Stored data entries
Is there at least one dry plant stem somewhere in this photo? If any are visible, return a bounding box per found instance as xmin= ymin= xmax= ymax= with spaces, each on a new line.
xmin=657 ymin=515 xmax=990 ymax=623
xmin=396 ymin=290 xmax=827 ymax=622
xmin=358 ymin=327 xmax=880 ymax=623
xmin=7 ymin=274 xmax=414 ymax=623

WHAT THE TASK REQUIRES
Lay out the listing as a two-column CSV with the columns request and answer, one row per request. Put each field in quotes and turn any line breaks into spaces.

WRITTEN RESPONSE
request,answer
"Is there at least one dry plant stem somewhere in this photo? If any are visible, return a bounding box per found instance as xmin= ymin= xmax= ymax= with spaces, each on a new line.","xmin=657 ymin=515 xmax=990 ymax=623 xmin=396 ymin=290 xmax=827 ymax=622 xmin=358 ymin=327 xmax=880 ymax=623 xmin=7 ymin=274 xmax=414 ymax=623"